TASK INSTRUCTIONS:
(1) Write out the passage on the Ottoman Empire's role from "Ottoman Empire's role" up to and including "West and Muslims.", substituting "envoy" for "ambassador".
(2) Carry on the passage on the Ottoman Empire's role from the point where it stops.

TEXT BLOCK:
►
Ottoman Empire's role
John Hay, the American Secretary of State, asked the ambassador to Ottoman Empire, Oscar Straus in 1899 to approach Ottoman Sultan Abdul Hamid II to request that the Sultan write a letter to the Moro Sulu Muslims of the Sulu Sultanate in the Philippines telling them to submit to American suzerainty and American military rule. Despite the sultan's "pan-Islamic" ideology, he readily aided the American forces because he felt no need to cause hostilities between the West and Muslims.
◄
EXCERPTED DATA:
►
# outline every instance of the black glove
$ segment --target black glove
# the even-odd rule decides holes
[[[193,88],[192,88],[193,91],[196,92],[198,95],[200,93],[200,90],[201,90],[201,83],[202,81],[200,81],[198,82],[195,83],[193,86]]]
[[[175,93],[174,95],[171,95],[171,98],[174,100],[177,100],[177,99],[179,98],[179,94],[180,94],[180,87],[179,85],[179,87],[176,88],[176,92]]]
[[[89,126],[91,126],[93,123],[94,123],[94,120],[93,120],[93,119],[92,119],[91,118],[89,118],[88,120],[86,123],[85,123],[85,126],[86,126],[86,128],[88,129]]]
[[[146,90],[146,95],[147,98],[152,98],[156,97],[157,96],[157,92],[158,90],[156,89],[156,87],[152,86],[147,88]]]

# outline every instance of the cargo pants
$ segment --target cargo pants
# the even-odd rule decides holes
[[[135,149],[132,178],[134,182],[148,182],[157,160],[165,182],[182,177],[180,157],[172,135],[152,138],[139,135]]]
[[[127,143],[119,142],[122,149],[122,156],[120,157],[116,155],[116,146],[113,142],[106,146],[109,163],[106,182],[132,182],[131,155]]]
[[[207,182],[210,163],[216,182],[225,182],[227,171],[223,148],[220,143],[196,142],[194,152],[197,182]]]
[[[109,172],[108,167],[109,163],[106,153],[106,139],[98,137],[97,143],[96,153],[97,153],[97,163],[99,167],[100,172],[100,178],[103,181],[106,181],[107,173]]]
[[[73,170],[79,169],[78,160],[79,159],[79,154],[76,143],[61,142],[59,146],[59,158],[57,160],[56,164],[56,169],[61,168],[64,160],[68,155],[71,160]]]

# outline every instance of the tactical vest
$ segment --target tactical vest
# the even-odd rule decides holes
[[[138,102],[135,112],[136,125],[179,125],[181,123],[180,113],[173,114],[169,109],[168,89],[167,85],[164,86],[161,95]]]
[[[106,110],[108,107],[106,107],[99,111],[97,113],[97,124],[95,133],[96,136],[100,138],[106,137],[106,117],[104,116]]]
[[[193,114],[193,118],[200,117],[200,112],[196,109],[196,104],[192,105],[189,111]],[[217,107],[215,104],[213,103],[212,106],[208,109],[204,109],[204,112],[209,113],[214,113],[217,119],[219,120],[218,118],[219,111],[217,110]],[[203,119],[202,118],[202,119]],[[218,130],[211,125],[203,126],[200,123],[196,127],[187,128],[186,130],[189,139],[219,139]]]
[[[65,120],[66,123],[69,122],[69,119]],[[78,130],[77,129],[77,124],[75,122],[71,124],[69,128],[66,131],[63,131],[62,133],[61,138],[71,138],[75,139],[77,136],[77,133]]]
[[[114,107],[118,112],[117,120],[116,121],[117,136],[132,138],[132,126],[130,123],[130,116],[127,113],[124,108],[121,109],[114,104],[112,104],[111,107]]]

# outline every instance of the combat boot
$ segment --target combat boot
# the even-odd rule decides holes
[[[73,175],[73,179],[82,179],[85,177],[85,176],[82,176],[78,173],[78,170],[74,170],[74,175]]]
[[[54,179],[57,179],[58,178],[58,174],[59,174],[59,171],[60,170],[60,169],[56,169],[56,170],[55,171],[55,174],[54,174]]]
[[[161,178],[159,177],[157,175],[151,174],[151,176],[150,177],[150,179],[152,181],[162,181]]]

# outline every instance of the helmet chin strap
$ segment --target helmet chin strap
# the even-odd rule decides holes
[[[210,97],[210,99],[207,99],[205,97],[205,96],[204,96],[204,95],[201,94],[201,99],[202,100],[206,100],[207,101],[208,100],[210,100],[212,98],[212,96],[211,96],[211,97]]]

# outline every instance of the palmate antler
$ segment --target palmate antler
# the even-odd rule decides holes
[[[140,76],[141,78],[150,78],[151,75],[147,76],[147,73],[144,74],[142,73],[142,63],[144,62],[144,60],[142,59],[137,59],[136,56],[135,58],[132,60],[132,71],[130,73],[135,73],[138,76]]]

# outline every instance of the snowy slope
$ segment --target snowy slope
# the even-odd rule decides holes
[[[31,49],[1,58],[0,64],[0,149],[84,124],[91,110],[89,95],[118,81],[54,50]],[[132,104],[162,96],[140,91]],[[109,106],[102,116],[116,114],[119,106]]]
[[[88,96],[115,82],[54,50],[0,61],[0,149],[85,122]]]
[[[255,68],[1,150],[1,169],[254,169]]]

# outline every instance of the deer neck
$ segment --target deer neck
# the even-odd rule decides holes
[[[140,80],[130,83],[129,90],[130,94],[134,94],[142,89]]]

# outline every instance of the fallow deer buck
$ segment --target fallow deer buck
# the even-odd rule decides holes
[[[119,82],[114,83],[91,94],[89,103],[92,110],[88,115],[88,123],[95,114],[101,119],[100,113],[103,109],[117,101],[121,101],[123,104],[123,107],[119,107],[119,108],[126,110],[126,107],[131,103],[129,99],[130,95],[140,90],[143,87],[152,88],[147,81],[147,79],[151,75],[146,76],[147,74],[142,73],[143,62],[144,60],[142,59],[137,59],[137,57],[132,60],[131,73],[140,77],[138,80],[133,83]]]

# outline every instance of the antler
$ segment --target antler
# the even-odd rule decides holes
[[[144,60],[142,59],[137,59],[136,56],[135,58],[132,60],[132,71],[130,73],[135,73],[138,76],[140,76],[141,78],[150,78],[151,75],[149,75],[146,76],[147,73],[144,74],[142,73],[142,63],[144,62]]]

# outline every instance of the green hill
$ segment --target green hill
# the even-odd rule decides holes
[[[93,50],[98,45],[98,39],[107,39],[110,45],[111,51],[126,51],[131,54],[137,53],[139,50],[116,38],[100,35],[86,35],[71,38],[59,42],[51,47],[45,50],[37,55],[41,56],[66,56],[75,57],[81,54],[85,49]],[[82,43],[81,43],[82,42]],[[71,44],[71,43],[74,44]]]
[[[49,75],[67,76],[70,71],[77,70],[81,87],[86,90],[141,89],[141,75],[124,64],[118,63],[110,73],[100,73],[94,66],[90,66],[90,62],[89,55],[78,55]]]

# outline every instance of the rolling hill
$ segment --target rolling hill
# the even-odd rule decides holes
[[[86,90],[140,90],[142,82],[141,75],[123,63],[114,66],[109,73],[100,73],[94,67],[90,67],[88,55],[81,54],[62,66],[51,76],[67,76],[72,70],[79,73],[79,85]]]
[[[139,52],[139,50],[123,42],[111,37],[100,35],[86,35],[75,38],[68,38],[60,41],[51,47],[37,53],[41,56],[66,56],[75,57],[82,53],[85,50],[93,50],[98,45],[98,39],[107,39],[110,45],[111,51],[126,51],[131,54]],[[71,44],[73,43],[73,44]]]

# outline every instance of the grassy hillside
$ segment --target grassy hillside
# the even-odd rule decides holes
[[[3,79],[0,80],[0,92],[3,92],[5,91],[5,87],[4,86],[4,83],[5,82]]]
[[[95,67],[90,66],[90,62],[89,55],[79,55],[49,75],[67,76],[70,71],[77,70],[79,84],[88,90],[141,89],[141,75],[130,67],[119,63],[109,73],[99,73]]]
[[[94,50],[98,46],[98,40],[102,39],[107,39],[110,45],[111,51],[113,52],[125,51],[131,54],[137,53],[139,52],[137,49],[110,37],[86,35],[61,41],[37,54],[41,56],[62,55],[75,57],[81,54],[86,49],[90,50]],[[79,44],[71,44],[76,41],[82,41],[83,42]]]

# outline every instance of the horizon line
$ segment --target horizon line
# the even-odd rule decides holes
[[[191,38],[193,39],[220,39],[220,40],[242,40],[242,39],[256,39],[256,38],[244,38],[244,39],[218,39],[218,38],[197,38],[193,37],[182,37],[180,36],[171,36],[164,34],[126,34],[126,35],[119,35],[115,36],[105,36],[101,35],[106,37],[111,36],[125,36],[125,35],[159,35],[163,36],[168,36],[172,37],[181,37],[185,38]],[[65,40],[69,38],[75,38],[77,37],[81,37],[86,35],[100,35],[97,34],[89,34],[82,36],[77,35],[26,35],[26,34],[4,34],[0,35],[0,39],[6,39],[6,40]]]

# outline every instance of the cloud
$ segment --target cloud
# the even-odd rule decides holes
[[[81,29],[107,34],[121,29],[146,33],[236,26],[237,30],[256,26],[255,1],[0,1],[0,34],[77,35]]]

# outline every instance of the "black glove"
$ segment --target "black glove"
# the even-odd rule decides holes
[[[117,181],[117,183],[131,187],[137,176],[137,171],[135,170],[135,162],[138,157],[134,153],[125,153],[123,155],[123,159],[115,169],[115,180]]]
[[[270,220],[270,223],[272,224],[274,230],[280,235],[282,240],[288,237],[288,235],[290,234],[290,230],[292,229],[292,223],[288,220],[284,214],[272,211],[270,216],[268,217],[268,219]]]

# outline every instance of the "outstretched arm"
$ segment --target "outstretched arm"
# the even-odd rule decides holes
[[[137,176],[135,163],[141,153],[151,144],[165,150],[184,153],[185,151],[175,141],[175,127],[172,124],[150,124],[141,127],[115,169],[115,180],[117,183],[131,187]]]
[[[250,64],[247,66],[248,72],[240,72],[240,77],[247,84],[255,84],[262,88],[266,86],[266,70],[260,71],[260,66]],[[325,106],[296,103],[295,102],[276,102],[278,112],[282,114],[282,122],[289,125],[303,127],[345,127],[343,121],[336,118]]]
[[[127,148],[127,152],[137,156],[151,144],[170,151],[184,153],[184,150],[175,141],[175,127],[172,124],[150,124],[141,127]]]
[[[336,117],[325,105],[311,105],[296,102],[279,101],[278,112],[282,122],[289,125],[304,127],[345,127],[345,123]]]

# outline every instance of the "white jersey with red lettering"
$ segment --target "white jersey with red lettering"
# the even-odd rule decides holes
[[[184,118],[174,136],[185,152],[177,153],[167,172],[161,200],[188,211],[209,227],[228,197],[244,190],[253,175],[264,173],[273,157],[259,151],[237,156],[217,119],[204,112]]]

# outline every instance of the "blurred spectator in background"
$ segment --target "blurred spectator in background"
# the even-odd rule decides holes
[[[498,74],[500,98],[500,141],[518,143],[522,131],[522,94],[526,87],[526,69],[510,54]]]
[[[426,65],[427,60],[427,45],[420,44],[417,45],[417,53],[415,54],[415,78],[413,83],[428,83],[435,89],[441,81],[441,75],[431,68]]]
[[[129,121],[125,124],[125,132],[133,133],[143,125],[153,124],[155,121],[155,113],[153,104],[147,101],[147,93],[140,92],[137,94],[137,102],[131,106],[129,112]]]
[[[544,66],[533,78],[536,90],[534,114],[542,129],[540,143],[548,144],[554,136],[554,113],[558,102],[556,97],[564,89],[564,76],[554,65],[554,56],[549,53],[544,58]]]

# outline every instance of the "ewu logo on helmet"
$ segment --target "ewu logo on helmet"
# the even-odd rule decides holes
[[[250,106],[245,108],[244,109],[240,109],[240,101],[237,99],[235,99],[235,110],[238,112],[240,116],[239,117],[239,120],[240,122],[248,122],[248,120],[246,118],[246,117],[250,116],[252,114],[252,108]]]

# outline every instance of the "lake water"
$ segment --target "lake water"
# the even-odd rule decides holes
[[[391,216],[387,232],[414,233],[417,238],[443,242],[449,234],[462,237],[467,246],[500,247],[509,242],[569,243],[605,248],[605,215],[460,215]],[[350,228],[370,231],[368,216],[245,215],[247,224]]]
◄
►
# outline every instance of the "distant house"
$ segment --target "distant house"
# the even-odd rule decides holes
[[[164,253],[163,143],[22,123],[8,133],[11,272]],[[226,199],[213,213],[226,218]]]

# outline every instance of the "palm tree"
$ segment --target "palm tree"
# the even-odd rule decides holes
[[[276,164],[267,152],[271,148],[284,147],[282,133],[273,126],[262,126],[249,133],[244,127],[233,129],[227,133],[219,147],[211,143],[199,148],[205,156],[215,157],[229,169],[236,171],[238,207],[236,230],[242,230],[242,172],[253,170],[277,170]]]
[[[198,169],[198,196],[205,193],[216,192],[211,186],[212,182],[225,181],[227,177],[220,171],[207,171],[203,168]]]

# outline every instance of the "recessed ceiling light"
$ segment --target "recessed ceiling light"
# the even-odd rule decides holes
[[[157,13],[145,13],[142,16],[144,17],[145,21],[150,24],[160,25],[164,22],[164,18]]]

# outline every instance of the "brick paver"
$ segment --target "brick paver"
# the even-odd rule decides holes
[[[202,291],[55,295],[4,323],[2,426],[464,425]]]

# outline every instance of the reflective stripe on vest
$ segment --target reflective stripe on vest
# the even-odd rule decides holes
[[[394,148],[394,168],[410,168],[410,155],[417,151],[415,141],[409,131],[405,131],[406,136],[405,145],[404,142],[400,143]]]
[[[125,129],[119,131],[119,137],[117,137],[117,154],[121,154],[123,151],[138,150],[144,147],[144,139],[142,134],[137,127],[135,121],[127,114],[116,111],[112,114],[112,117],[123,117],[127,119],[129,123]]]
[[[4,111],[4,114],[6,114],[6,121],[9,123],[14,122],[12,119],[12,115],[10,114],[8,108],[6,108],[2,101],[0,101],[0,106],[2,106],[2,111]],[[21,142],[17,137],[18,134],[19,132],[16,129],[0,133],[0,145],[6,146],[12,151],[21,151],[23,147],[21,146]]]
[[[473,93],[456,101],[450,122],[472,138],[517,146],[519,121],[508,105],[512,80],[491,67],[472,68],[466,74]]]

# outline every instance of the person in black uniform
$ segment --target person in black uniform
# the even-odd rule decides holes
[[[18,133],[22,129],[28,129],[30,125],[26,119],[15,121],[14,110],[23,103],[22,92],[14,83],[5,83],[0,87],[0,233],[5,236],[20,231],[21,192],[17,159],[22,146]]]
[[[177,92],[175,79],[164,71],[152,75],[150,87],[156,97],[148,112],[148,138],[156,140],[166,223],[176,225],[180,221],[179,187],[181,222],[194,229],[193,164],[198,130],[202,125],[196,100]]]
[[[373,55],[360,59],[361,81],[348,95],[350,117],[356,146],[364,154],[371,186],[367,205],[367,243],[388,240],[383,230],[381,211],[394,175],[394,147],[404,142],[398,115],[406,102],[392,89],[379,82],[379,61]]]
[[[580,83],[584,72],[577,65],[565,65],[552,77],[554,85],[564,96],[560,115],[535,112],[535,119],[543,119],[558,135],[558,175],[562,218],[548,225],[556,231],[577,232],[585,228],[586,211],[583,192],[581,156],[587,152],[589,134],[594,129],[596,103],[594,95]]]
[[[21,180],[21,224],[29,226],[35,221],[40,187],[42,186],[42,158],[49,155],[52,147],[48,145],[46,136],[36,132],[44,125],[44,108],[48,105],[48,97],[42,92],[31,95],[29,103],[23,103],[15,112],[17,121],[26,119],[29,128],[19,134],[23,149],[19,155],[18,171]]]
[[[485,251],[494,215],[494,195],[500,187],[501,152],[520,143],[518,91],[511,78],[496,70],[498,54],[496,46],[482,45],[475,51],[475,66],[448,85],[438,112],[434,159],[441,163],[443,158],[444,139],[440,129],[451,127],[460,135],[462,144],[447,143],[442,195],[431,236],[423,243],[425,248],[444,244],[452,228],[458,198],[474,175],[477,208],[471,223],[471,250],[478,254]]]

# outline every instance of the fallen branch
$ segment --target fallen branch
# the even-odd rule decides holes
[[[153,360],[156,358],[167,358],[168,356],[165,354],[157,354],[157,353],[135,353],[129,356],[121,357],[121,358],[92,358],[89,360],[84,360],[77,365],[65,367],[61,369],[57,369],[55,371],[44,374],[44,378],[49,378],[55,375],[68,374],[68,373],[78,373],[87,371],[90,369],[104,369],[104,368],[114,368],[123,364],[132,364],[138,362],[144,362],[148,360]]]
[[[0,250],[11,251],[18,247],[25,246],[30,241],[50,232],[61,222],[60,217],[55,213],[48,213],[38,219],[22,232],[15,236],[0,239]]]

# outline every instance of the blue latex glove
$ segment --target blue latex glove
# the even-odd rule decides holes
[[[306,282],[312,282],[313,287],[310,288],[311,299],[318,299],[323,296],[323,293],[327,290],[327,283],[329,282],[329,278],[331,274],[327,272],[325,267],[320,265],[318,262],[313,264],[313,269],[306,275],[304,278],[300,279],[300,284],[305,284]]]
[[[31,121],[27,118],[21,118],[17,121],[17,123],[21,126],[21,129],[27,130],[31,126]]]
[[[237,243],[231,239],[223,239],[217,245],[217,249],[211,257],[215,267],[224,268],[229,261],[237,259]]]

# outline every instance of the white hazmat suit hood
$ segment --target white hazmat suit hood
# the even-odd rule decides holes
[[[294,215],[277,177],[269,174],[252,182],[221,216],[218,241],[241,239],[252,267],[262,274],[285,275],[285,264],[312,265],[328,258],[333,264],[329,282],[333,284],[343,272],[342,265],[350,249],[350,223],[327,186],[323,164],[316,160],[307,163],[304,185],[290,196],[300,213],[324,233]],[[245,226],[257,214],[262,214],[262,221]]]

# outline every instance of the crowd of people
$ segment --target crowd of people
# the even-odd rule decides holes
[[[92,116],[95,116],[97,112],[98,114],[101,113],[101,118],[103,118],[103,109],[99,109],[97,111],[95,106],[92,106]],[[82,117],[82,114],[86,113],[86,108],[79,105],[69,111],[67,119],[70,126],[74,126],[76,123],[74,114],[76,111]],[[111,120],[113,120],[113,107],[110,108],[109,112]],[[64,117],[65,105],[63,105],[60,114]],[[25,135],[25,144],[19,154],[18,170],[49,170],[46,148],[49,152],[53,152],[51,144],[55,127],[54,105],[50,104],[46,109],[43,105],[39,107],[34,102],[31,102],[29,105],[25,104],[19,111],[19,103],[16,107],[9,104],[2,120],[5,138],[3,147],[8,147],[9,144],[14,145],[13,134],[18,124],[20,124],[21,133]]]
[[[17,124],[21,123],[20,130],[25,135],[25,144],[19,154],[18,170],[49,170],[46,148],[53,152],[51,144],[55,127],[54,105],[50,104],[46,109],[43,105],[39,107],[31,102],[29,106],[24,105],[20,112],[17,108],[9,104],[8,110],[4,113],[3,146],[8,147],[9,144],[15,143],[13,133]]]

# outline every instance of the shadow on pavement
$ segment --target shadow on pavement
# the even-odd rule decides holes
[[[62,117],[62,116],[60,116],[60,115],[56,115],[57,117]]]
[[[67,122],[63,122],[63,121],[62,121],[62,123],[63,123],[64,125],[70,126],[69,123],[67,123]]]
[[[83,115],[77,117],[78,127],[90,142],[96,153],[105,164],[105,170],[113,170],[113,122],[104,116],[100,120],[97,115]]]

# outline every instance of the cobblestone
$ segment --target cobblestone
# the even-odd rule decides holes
◄
►
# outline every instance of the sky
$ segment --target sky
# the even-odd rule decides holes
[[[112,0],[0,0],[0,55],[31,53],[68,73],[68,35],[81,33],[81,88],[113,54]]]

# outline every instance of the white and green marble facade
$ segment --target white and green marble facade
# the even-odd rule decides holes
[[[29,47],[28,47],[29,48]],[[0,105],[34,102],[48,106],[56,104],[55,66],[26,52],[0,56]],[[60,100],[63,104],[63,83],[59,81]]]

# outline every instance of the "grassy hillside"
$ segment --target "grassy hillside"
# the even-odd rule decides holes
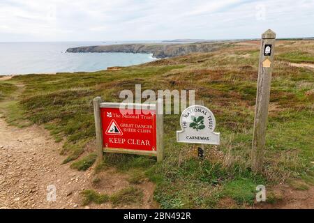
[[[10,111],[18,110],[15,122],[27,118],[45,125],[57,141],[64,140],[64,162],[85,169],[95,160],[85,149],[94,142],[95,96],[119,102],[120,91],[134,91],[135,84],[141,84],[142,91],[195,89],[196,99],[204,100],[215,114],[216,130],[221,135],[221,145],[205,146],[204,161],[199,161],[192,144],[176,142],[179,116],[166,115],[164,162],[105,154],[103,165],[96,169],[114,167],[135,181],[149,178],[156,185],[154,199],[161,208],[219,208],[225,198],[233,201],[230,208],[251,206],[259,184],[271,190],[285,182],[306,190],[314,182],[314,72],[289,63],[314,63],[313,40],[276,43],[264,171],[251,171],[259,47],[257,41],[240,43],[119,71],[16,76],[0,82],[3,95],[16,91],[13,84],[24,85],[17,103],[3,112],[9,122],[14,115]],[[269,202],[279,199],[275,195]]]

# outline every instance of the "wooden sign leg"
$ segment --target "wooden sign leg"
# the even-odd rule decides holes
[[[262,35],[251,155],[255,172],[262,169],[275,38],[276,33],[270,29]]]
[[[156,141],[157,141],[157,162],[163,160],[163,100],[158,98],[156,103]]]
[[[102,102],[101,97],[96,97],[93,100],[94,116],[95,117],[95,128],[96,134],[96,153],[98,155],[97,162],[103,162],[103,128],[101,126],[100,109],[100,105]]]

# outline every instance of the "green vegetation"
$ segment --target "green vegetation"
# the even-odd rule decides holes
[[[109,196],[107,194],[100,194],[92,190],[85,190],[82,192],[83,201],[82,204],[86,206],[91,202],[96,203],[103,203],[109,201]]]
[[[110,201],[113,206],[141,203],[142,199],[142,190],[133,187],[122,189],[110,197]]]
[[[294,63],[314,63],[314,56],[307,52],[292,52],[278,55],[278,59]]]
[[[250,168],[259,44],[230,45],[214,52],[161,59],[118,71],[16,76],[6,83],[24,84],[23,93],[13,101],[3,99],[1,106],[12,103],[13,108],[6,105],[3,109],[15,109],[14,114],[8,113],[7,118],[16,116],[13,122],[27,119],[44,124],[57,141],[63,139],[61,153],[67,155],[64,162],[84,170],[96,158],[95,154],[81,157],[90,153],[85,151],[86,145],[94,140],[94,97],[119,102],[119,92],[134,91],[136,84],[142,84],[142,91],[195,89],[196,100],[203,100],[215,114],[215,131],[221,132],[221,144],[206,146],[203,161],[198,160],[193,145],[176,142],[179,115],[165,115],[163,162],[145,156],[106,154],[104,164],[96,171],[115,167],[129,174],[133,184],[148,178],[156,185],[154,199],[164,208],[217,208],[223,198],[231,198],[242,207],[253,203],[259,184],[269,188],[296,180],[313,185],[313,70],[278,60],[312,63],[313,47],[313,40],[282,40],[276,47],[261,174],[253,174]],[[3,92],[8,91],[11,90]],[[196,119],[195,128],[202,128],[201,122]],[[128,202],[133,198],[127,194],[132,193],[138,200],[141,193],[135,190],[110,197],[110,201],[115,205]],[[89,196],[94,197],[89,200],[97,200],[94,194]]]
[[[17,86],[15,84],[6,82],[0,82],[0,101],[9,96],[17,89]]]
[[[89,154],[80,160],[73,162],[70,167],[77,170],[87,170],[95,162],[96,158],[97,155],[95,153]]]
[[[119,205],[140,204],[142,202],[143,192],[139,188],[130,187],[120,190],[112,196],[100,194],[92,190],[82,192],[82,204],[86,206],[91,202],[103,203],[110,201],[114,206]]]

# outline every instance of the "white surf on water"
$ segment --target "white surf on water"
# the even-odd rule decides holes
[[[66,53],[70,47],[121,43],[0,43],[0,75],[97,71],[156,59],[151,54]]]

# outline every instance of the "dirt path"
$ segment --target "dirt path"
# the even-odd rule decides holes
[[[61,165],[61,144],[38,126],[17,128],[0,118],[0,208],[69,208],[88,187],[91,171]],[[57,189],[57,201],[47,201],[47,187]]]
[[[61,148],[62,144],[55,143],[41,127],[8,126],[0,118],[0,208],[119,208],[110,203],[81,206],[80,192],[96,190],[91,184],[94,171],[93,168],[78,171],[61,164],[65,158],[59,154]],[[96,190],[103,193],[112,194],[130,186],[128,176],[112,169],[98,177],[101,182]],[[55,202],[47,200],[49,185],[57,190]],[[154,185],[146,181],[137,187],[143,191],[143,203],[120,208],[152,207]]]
◄
PER-TASK ANSWERS:
(1)
Ottoman Empire's role
John Hay, the American Secretary of State, asked the envoy to Ottoman Empire, Oscar Straus in 1899 to approach Ottoman Sultan Abdul Hamid II to request that the Sultan write a letter to the Moro Sulu Muslims of the Sulu Sultanate in the Philippines telling them to submit to American suzerainty and American military rule. Despite the sultan's "pan-Islamic" ideology, he readily aided the American forces because he felt no need to cause hostilities between the West and Muslims.

(2)
Abdul Hamid wrote the letter, which was sent to Mecca where two Sulu chiefs brought it home to Sulu. It was successful, and the "Sulu Mohammedans ... refused to join the insurrectionists and had placed themselves under the control of [the American] army, thereby recognizing American sovereignty." John P. Finley wrote that:After due consideration of these facts, the Sultan, as Caliph caused a message to be sent to the Mohammedans of the Philippine Islands forbidding them to enter into any hostilities against the Americans, inasmuch as no interference with their religion would be allowed under American rule. As the Moros have never asked more than that, it is not surprising, that they refused all overtures made, by Aguinaldo's agents, at the time of the Filipino insurrection. President McKinley sent a personal letter of thanks to Mr. Straus for the excellent work he had done, and said, its accomplishment had saved the United States at least twenty thousand troops in the field. If the reader will pause to consider what this means in men and also the millions in money, he will appreciate this wonderful piece of diplomacy, in averting a holy war.President McKinley did not mention the Ottoman Empire's role in the pacification of the Sulu Moros in his address to the first session of the Fifty-sixth Congress in December 1899 since the agreement with the Sultan of Sulu was not submitted to the Senate until December 18.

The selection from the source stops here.